§ **Problem requirements**
Render the listing as a Markdown table with the columns "Row" and "Line," starting at the line with "[pin] adult lemur" and running to the end of the listing, with both ends included. Give each line its own row, number the rows, and leave out blank lines.

§ **Data records**
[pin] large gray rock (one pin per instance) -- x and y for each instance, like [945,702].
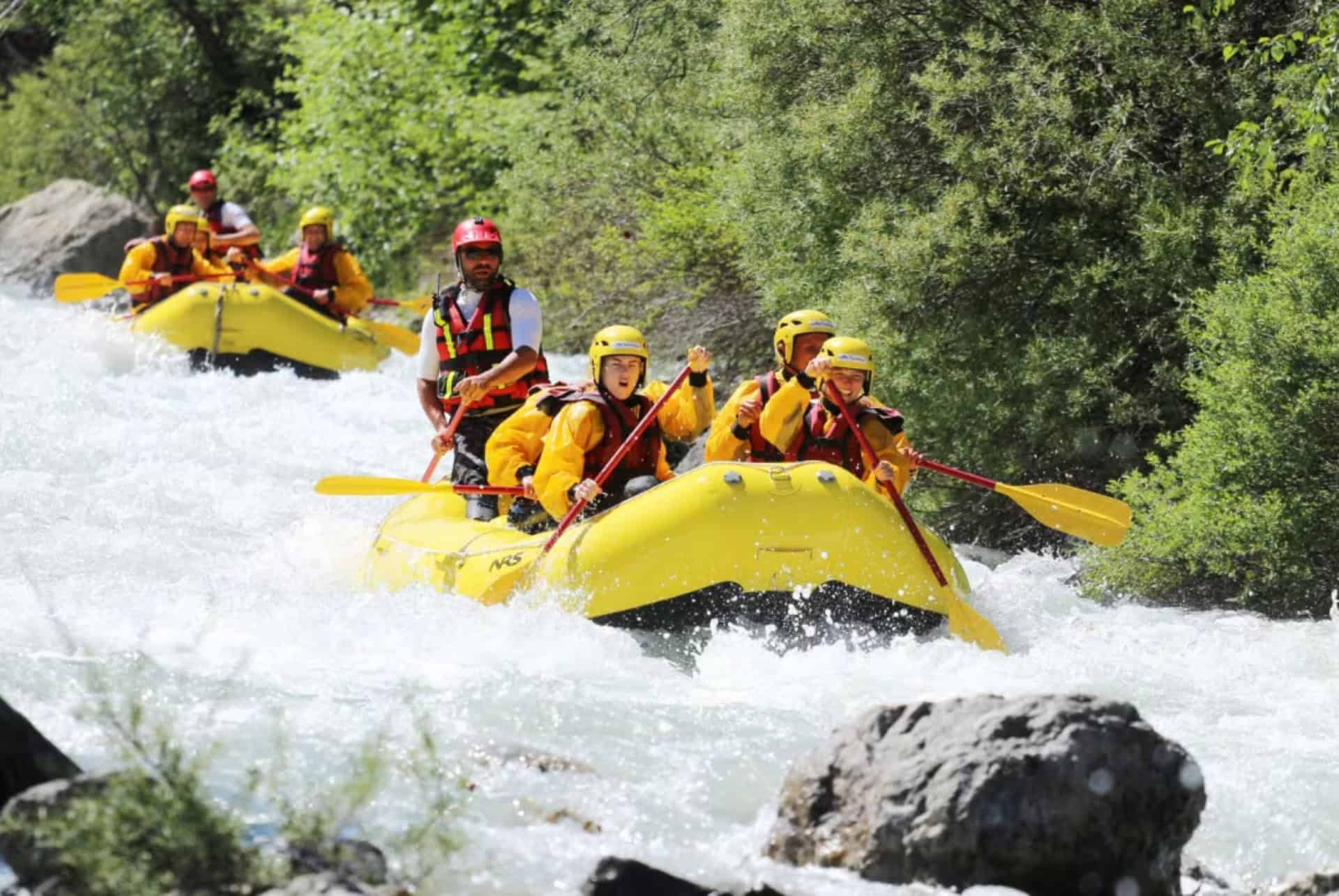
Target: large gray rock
[30,858]
[68,227]
[616,876]
[1046,794]
[1322,883]
[27,759]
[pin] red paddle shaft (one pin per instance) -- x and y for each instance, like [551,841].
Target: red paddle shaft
[451,432]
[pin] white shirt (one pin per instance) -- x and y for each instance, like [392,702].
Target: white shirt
[527,326]
[234,218]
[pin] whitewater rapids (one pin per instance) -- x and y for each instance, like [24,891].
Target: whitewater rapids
[160,538]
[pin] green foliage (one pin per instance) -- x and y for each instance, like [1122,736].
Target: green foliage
[1013,200]
[1241,513]
[616,193]
[148,830]
[1302,65]
[126,100]
[402,118]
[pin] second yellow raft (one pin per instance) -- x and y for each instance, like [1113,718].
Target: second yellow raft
[797,547]
[250,327]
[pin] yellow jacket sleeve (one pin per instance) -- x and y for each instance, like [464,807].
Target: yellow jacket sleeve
[686,413]
[722,443]
[663,471]
[517,442]
[202,267]
[138,266]
[575,430]
[784,414]
[888,446]
[354,289]
[280,266]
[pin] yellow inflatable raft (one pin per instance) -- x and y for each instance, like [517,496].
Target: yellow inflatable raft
[250,327]
[801,547]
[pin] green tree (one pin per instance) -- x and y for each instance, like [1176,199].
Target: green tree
[1241,513]
[616,195]
[1013,202]
[402,118]
[126,98]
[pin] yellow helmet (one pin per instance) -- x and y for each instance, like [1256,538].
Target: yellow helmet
[202,227]
[619,340]
[321,216]
[181,215]
[851,354]
[799,323]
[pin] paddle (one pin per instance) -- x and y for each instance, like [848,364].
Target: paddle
[892,490]
[390,485]
[1077,512]
[82,287]
[451,432]
[618,457]
[419,304]
[393,335]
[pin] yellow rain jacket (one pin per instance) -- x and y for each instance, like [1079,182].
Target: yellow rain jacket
[354,289]
[516,443]
[139,266]
[577,429]
[784,416]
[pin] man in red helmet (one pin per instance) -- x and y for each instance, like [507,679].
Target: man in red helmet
[229,224]
[481,350]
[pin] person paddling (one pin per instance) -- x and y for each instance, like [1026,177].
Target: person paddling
[591,427]
[229,225]
[480,355]
[513,450]
[813,429]
[734,432]
[321,273]
[164,257]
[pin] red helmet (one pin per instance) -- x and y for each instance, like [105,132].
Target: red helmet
[476,232]
[204,179]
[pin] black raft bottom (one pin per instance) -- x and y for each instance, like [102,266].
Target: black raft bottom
[832,612]
[257,362]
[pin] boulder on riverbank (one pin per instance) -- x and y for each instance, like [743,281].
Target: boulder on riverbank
[1046,794]
[27,759]
[68,227]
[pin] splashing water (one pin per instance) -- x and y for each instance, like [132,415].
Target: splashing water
[160,528]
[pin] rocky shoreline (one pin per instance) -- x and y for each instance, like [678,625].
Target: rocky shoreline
[1043,794]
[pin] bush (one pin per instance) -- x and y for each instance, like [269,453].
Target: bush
[1240,513]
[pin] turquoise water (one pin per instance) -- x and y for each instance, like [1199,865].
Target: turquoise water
[161,540]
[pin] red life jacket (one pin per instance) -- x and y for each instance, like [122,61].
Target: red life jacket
[474,347]
[167,259]
[554,397]
[215,216]
[759,450]
[838,445]
[317,270]
[620,420]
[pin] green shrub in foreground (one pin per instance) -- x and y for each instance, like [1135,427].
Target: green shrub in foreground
[1241,510]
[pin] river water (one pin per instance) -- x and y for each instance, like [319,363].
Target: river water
[161,541]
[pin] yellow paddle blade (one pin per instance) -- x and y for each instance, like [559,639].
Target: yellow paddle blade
[394,335]
[1077,512]
[82,287]
[375,485]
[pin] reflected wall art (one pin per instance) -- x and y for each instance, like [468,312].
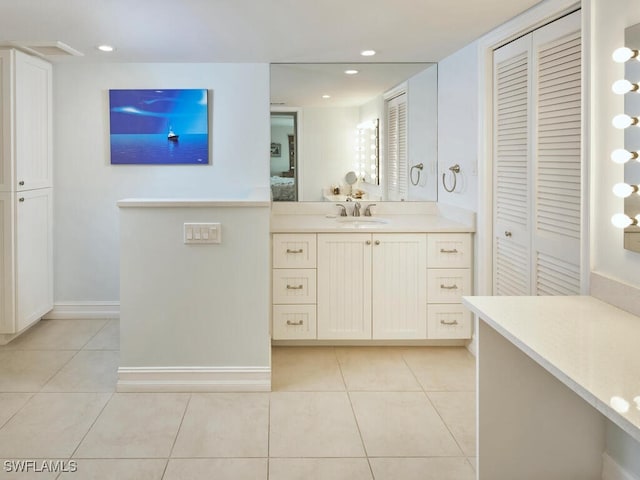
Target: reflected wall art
[159,127]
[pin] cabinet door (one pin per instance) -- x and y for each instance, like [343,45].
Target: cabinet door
[33,148]
[34,256]
[399,286]
[344,286]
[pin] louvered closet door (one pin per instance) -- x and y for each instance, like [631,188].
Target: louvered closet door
[557,180]
[512,153]
[396,165]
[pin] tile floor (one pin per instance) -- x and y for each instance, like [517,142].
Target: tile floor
[354,413]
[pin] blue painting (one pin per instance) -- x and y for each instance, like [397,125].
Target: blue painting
[159,127]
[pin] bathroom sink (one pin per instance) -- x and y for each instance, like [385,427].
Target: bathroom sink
[361,222]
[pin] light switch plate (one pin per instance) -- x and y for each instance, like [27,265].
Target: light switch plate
[202,233]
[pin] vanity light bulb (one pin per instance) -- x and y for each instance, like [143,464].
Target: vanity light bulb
[621,220]
[621,55]
[622,156]
[623,190]
[623,121]
[623,86]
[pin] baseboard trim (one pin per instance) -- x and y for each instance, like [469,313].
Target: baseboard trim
[612,471]
[194,379]
[83,310]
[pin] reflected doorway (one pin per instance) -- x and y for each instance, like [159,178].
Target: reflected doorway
[283,168]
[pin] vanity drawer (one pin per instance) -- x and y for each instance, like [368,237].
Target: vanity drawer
[294,322]
[294,251]
[448,321]
[294,285]
[449,250]
[448,285]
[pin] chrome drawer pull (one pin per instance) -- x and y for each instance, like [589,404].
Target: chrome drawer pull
[444,322]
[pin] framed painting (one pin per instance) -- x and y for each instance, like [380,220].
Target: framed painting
[159,127]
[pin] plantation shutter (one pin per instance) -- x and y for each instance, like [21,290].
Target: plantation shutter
[396,168]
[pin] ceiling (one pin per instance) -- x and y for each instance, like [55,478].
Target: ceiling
[255,30]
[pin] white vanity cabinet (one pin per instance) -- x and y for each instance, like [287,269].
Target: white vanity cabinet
[372,286]
[26,261]
[449,278]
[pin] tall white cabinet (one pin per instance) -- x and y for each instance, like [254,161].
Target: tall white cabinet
[537,161]
[26,247]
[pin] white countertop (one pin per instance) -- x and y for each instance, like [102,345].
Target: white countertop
[590,346]
[393,223]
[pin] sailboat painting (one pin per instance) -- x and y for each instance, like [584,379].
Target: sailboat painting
[159,127]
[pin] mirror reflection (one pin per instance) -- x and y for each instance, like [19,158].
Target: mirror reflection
[372,120]
[632,141]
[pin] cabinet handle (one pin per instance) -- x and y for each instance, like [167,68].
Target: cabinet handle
[444,322]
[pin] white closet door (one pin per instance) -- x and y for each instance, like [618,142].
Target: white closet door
[396,168]
[512,153]
[557,180]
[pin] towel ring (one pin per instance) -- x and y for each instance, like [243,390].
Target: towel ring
[419,167]
[454,170]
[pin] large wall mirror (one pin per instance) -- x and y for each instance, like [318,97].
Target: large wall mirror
[632,141]
[361,131]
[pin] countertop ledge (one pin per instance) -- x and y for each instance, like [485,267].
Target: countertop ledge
[190,203]
[589,345]
[396,223]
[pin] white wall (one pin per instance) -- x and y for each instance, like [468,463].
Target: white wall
[422,106]
[326,148]
[458,126]
[87,186]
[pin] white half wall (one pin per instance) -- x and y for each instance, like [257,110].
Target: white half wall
[86,231]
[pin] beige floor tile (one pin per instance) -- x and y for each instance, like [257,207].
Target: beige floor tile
[57,335]
[443,368]
[376,369]
[458,410]
[401,424]
[305,369]
[32,468]
[452,468]
[319,469]
[88,371]
[313,425]
[139,469]
[135,426]
[225,425]
[217,469]
[108,338]
[50,425]
[10,403]
[28,371]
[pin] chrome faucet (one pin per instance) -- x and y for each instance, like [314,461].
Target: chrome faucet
[367,211]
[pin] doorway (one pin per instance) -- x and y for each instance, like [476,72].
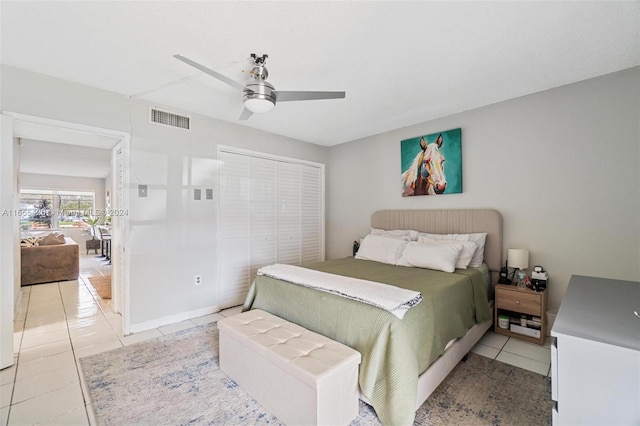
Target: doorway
[54,131]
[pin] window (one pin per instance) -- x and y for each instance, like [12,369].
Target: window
[46,209]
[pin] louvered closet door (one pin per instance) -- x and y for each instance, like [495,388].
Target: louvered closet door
[289,213]
[270,211]
[263,213]
[234,228]
[312,227]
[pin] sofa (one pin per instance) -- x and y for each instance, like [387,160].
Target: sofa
[49,262]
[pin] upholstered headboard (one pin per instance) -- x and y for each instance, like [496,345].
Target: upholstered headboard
[449,222]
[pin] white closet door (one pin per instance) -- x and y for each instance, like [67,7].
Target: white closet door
[271,210]
[234,231]
[289,213]
[312,190]
[263,213]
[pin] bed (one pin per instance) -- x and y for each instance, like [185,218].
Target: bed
[403,360]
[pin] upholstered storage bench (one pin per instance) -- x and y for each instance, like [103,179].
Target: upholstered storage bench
[301,377]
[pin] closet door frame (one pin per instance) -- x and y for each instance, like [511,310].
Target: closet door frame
[278,159]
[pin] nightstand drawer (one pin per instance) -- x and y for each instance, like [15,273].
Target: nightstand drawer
[519,301]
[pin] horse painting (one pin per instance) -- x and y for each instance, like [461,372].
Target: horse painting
[426,174]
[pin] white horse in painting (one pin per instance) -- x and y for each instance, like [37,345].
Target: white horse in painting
[426,175]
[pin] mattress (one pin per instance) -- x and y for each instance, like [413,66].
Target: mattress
[394,352]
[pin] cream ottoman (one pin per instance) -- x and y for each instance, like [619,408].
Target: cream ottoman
[301,377]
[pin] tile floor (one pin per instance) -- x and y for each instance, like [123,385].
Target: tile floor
[59,323]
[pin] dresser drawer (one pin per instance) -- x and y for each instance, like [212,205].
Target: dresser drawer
[519,301]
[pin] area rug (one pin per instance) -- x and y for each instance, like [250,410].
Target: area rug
[102,284]
[175,380]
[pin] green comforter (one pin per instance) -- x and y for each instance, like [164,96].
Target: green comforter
[394,352]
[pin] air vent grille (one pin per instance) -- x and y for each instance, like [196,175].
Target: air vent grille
[170,119]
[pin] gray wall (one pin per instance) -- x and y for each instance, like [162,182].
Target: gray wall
[562,166]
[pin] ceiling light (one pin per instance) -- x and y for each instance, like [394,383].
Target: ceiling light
[259,105]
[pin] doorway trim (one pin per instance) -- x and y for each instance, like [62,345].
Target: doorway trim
[122,141]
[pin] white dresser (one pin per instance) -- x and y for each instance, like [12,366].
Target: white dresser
[595,354]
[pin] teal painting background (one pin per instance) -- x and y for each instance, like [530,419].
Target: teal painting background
[451,149]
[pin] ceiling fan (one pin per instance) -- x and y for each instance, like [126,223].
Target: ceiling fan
[260,96]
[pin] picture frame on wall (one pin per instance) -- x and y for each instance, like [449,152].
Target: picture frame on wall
[432,164]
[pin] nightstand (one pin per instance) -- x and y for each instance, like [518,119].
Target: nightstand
[517,305]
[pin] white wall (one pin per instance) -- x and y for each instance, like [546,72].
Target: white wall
[172,237]
[562,166]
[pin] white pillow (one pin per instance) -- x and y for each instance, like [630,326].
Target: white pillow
[402,234]
[479,238]
[468,248]
[381,249]
[433,256]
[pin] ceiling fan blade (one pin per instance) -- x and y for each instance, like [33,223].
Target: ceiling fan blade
[245,114]
[212,73]
[286,95]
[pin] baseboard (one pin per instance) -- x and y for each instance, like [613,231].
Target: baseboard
[172,319]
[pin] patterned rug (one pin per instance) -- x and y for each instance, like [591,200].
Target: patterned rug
[102,284]
[175,380]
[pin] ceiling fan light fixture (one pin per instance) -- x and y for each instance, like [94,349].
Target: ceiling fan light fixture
[259,104]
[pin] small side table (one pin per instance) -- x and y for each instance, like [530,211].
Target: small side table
[514,302]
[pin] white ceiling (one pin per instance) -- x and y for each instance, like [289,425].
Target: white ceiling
[400,63]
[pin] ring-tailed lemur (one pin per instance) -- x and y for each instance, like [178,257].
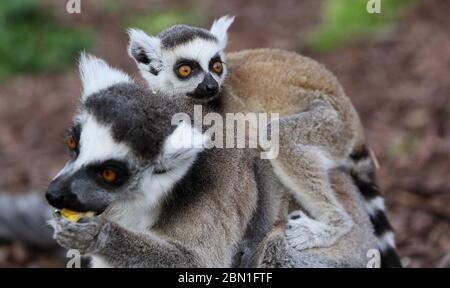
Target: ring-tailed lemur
[161,203]
[320,130]
[94,141]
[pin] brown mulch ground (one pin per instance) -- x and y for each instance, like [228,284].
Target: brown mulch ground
[400,84]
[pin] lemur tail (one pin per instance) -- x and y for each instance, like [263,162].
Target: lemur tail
[24,218]
[363,176]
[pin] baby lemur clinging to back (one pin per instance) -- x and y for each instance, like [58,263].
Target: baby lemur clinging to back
[319,129]
[163,201]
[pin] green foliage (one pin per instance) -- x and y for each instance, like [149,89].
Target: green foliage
[155,21]
[32,41]
[346,20]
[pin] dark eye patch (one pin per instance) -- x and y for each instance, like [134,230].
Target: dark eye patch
[195,66]
[214,60]
[120,167]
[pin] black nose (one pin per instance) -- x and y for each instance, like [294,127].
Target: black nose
[55,195]
[212,88]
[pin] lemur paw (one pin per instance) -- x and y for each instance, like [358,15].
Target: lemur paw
[303,232]
[83,235]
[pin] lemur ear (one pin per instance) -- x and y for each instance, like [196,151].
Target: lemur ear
[184,143]
[220,28]
[145,50]
[97,75]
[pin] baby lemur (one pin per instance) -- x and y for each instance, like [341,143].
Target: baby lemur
[161,201]
[319,129]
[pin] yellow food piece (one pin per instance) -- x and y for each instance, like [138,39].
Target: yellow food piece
[74,216]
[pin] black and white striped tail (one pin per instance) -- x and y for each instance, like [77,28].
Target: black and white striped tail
[363,175]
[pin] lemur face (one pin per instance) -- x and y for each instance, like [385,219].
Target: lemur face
[183,60]
[122,146]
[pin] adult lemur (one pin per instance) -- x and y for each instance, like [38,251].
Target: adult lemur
[157,207]
[319,128]
[164,202]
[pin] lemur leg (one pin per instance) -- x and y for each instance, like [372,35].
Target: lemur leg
[311,143]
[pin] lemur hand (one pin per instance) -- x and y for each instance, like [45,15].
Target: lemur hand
[87,235]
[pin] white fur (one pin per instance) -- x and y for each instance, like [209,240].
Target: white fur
[176,159]
[97,143]
[97,75]
[151,45]
[220,28]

§ **Finished answer**
| Row | Line |
|---|---|
| 1 | [pin] adult lemur (one pin per instance) -- x and y for each instance, like [38,251]. |
| 2 | Target: adult lemur |
| 3 | [157,207] |
| 4 | [319,128] |
| 5 | [164,202] |
| 6 | [pin] lemur leg (one pin per instance) -- x and y for each instance, like [372,35]. |
| 7 | Target: lemur leg |
| 8 | [311,143] |
| 9 | [pin] lemur hand (one pin per instance) -- x and y for each instance, like [45,15]. |
| 10 | Target: lemur hand |
| 11 | [87,235] |
| 12 | [pin] white fur (one pin per instance) -- x and y for each instance, like [209,240]. |
| 13 | Target: white fur |
| 14 | [176,159] |
| 15 | [97,143] |
| 16 | [97,75] |
| 17 | [151,45] |
| 18 | [220,28] |